(THE INPUT)
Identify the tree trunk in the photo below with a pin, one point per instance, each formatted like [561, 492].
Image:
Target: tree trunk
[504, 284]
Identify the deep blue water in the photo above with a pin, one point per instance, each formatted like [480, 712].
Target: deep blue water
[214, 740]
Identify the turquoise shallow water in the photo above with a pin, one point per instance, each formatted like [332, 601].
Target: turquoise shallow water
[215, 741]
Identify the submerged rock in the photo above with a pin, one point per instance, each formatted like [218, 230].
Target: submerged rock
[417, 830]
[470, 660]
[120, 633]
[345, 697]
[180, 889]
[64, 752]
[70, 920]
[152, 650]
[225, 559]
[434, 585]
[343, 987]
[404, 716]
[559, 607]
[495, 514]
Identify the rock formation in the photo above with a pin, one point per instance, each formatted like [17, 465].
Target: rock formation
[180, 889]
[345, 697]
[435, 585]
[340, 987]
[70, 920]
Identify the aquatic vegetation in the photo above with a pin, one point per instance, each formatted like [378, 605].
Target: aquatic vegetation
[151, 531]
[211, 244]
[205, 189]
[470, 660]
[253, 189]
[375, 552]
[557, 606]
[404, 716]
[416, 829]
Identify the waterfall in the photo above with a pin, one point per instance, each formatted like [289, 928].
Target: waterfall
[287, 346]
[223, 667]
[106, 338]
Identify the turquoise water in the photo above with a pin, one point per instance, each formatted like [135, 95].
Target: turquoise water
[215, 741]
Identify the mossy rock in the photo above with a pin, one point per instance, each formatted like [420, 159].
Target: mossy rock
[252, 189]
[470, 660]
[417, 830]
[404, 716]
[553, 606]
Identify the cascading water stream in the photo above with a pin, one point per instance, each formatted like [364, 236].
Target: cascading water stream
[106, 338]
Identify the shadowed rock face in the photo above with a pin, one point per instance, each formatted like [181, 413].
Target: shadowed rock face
(End THE INPUT)
_DIRECTIONS FOR THIS TASK_:
Each line above from the one with "Target: waterfall" up to and including the one with "Identify the cascading" must be set down exactly, and no line outside that span may appear.

_EXERCISE SOLUTION_:
Target: waterfall
[287, 346]
[223, 667]
[106, 338]
Identify the turquoise water in the photo above with a pin, one point per instance, each formatted like [135, 95].
Target: turquoise water
[215, 741]
Identify the mossy rock in the photo above with a pin, one point per instance, each formatted like [420, 159].
Target: mossy rock
[252, 189]
[470, 660]
[417, 830]
[404, 716]
[553, 606]
Identify the cascading water stream in the photo above with a pin, one point per instance, each formatted like [364, 236].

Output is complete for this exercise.